* _The exercise_
Gather every line of the items below that contains the string "minivan", and list each one in full.

--- Start Record excerpts ---

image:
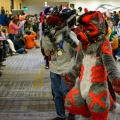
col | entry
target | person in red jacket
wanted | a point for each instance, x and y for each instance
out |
(30, 40)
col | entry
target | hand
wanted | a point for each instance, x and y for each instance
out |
(116, 85)
(67, 78)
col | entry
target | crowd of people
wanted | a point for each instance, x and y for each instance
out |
(17, 34)
(71, 40)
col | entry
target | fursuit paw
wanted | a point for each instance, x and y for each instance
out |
(116, 110)
(116, 85)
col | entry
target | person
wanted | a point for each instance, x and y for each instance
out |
(30, 39)
(12, 50)
(90, 97)
(2, 10)
(13, 29)
(20, 44)
(2, 42)
(62, 58)
(4, 20)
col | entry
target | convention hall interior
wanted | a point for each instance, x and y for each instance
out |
(26, 89)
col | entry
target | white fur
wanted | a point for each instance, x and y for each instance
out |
(85, 85)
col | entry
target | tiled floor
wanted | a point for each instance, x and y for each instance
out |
(25, 89)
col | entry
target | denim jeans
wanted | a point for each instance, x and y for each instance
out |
(60, 89)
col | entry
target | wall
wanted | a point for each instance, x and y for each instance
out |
(5, 4)
(35, 7)
(93, 4)
(17, 4)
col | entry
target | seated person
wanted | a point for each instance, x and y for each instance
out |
(30, 40)
(20, 44)
(12, 50)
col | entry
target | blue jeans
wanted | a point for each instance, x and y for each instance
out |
(60, 89)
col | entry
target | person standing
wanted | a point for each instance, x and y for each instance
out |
(62, 59)
(13, 29)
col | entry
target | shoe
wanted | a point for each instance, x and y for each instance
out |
(58, 118)
(3, 59)
(71, 117)
(26, 50)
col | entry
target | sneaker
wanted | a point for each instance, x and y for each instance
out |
(58, 118)
(2, 65)
(14, 53)
(71, 117)
(37, 47)
(46, 67)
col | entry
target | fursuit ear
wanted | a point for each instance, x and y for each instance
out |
(100, 16)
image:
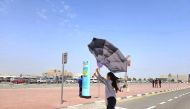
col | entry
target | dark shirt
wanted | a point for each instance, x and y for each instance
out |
(80, 82)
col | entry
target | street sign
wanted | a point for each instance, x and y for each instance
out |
(64, 58)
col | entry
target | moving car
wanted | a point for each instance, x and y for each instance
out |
(93, 80)
(17, 80)
(41, 80)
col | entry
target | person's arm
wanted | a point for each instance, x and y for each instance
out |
(99, 77)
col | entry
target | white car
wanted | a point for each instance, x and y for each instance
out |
(93, 80)
(41, 80)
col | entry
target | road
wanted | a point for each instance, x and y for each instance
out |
(171, 100)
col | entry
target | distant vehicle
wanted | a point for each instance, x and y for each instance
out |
(70, 81)
(93, 80)
(32, 80)
(51, 80)
(17, 80)
(41, 80)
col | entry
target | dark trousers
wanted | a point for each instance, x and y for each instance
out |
(111, 102)
(80, 91)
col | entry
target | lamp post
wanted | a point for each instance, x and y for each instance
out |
(169, 79)
(64, 61)
(126, 77)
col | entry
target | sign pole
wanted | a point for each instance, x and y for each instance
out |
(62, 83)
(64, 61)
(99, 87)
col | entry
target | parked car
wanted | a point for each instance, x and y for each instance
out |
(51, 80)
(17, 80)
(32, 80)
(93, 80)
(70, 81)
(41, 80)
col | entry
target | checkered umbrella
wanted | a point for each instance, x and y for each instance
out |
(108, 55)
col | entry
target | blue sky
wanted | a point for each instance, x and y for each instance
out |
(34, 33)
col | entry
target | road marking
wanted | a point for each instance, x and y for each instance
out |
(120, 108)
(175, 97)
(139, 95)
(162, 102)
(180, 95)
(170, 100)
(129, 96)
(152, 107)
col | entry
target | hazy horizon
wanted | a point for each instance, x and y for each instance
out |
(34, 33)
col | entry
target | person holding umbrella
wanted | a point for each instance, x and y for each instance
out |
(111, 88)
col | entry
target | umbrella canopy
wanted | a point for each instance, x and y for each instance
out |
(108, 55)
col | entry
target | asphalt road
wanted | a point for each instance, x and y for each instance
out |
(171, 100)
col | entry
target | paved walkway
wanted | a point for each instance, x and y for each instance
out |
(49, 98)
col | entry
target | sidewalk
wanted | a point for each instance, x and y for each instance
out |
(49, 98)
(134, 89)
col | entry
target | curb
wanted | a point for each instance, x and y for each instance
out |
(128, 97)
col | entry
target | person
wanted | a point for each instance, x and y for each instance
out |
(160, 83)
(80, 86)
(156, 83)
(153, 83)
(111, 88)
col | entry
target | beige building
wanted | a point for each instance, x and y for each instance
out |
(176, 77)
(54, 73)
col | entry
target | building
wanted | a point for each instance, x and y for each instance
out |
(176, 77)
(54, 73)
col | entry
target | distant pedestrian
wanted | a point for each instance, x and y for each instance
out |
(156, 83)
(153, 83)
(80, 86)
(160, 83)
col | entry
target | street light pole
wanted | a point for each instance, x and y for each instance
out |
(62, 83)
(126, 77)
(64, 61)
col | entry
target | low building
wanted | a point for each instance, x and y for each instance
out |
(54, 73)
(176, 77)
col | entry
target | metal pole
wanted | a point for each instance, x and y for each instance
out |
(62, 83)
(98, 87)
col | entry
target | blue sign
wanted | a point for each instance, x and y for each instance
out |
(86, 80)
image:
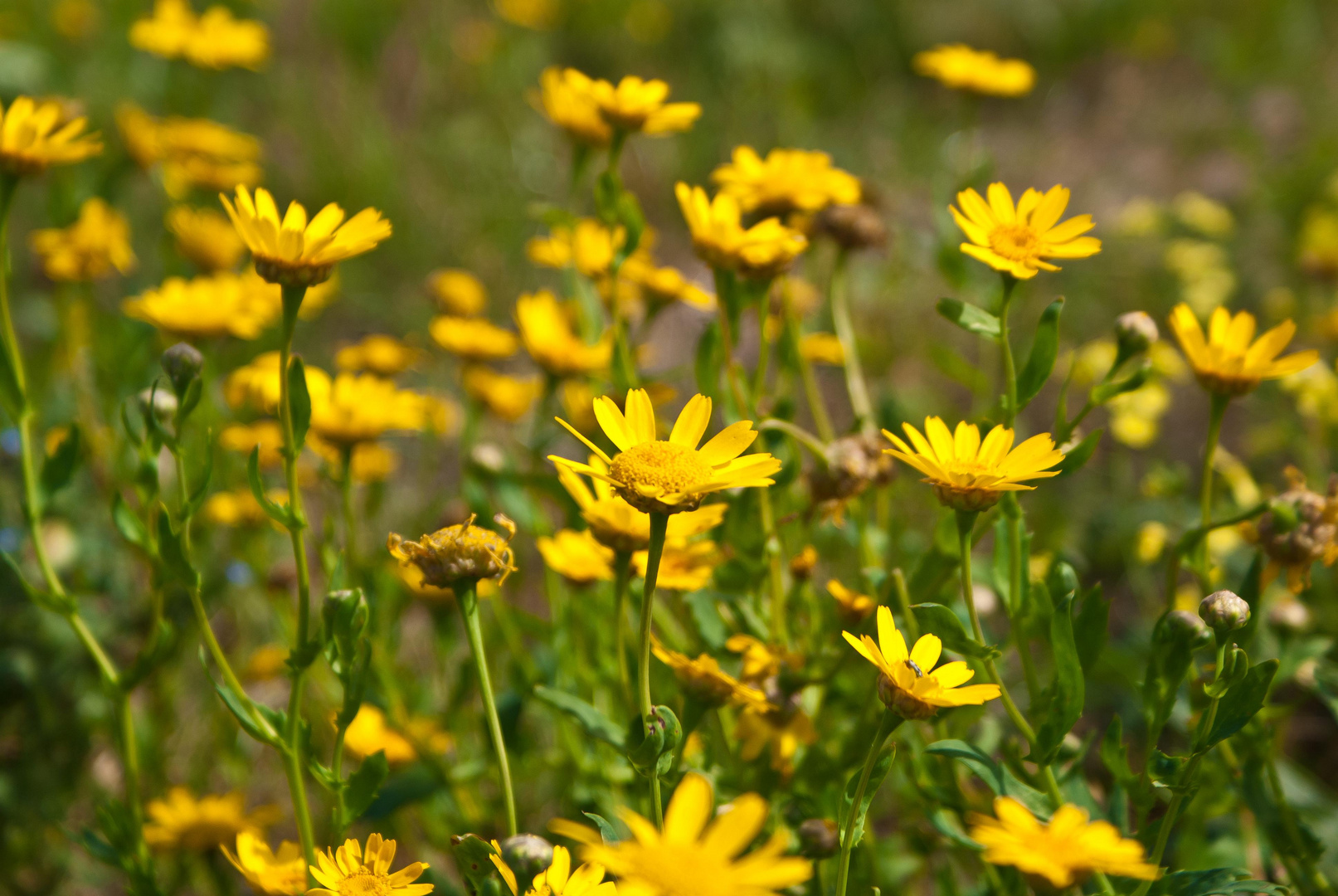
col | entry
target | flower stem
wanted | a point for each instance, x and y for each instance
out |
(659, 526)
(467, 599)
(886, 725)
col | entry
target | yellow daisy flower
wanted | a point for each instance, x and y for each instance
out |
(909, 682)
(969, 474)
(35, 135)
(761, 251)
(786, 181)
(89, 249)
(980, 71)
(283, 874)
(349, 871)
(1231, 362)
(1017, 240)
(670, 476)
(691, 858)
(294, 251)
(1065, 851)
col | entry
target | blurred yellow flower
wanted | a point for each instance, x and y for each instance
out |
(1017, 240)
(91, 248)
(377, 353)
(1231, 362)
(205, 237)
(270, 874)
(35, 135)
(209, 305)
(473, 338)
(577, 557)
(670, 476)
(969, 474)
(1065, 851)
(458, 292)
(980, 71)
(549, 338)
(763, 251)
(294, 251)
(786, 181)
(181, 821)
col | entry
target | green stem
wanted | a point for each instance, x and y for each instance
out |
(886, 725)
(659, 526)
(467, 599)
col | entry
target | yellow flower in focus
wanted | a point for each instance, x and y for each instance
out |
(89, 249)
(377, 353)
(349, 871)
(683, 567)
(458, 292)
(181, 821)
(786, 181)
(205, 306)
(1019, 240)
(1065, 851)
(1231, 362)
(763, 251)
(281, 874)
(691, 858)
(294, 251)
(637, 105)
(577, 557)
(909, 684)
(980, 71)
(969, 474)
(549, 338)
(473, 338)
(35, 135)
(205, 238)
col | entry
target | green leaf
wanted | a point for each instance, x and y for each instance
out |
(941, 621)
(969, 317)
(594, 723)
(1241, 704)
(1045, 348)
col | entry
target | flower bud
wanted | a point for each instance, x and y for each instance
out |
(1224, 611)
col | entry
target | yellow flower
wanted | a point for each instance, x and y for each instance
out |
(786, 181)
(620, 526)
(1231, 362)
(473, 338)
(211, 305)
(351, 872)
(549, 338)
(504, 396)
(377, 353)
(1017, 240)
(458, 292)
(567, 98)
(691, 858)
(704, 681)
(35, 135)
(205, 238)
(181, 821)
(763, 251)
(851, 606)
(270, 874)
(909, 681)
(637, 105)
(294, 251)
(969, 474)
(89, 249)
(1065, 851)
(670, 476)
(981, 71)
(577, 557)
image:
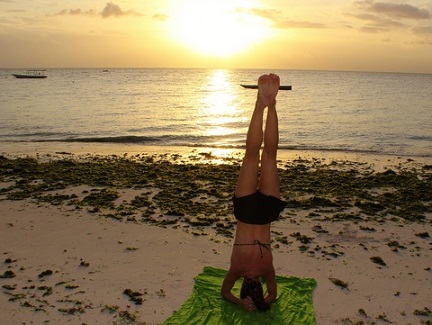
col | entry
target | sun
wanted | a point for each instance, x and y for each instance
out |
(218, 28)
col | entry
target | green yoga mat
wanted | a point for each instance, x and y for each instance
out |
(206, 306)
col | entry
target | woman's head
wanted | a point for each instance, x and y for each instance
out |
(252, 287)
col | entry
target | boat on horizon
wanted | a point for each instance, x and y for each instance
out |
(31, 74)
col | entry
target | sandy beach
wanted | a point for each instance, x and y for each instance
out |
(118, 238)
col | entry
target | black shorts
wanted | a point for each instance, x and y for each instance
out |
(257, 208)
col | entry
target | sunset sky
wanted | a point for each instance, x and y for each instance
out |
(363, 35)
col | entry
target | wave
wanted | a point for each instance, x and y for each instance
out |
(218, 142)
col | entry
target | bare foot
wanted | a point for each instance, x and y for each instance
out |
(268, 86)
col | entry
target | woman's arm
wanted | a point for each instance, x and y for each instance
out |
(271, 290)
(227, 285)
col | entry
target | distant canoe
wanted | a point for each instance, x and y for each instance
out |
(31, 74)
(256, 87)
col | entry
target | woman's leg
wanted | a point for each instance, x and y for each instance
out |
(248, 177)
(269, 180)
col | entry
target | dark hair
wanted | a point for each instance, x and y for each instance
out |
(252, 287)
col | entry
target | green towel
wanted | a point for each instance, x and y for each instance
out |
(206, 305)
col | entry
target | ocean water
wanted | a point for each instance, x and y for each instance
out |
(357, 112)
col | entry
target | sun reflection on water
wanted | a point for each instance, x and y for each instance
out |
(218, 112)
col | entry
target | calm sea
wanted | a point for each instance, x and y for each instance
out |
(378, 113)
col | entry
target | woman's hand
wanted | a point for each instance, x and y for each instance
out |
(248, 304)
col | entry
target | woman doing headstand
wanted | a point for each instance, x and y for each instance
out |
(256, 204)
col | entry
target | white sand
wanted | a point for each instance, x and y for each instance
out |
(164, 261)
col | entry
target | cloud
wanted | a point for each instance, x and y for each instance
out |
(113, 10)
(160, 17)
(75, 12)
(274, 16)
(376, 20)
(299, 24)
(394, 10)
(422, 30)
(110, 10)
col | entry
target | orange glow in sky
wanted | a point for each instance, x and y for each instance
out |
(360, 35)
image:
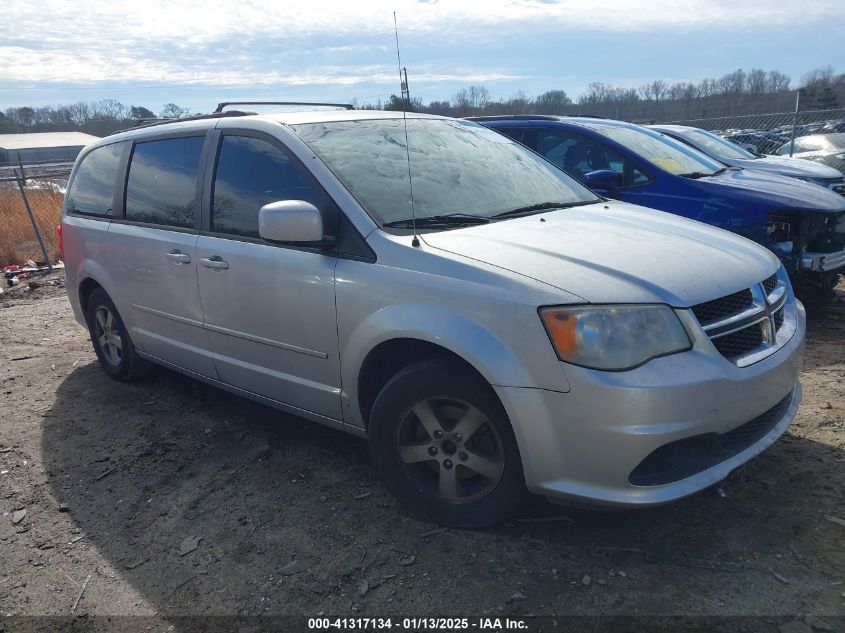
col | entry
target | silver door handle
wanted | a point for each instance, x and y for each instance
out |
(215, 263)
(178, 257)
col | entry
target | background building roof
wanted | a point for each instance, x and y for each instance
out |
(44, 139)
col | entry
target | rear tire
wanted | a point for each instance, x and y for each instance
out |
(443, 444)
(111, 341)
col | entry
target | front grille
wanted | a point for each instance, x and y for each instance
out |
(744, 326)
(733, 346)
(778, 317)
(683, 458)
(722, 308)
(770, 284)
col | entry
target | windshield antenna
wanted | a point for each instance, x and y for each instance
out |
(403, 88)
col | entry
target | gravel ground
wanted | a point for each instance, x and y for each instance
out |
(167, 497)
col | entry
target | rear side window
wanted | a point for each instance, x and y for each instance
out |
(162, 183)
(251, 173)
(92, 189)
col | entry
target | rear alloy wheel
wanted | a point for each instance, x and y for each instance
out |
(108, 335)
(443, 444)
(111, 340)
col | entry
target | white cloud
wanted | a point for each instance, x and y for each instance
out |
(220, 42)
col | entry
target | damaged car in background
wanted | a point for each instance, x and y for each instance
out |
(801, 222)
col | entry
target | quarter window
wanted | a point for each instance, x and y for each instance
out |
(92, 189)
(251, 173)
(162, 183)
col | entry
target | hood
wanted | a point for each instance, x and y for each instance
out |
(793, 167)
(777, 192)
(616, 253)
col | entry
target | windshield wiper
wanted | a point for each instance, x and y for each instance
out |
(695, 175)
(451, 219)
(543, 206)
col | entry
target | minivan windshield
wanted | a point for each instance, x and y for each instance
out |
(662, 151)
(717, 145)
(459, 169)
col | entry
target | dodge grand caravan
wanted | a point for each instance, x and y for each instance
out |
(490, 325)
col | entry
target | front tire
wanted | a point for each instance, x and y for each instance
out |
(110, 338)
(443, 444)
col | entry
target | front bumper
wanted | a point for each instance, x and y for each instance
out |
(822, 262)
(584, 445)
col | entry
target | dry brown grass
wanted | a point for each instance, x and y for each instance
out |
(17, 239)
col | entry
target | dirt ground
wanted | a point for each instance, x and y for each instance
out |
(169, 497)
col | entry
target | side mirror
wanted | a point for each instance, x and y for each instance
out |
(603, 181)
(291, 221)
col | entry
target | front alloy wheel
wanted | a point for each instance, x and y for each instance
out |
(450, 449)
(443, 445)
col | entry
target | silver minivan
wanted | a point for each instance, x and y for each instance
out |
(488, 324)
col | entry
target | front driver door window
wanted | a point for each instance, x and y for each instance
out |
(269, 308)
(579, 156)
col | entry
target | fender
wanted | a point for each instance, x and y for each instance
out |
(91, 269)
(477, 345)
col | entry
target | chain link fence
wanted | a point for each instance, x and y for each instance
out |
(766, 133)
(42, 187)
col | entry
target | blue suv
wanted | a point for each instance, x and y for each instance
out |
(802, 223)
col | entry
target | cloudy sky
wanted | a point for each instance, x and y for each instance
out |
(197, 52)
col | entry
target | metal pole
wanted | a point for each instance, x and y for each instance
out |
(794, 123)
(22, 186)
(406, 92)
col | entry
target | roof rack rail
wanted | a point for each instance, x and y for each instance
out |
(142, 123)
(346, 106)
(517, 117)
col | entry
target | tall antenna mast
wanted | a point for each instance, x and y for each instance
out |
(403, 88)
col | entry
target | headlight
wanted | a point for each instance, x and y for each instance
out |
(614, 337)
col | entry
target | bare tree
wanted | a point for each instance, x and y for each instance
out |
(471, 100)
(173, 111)
(552, 102)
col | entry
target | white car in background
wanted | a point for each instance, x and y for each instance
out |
(733, 155)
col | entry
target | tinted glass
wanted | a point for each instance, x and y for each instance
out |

--- End Record excerpts ---

* _Worked answer_
target | minivan windshield
target | silver minivan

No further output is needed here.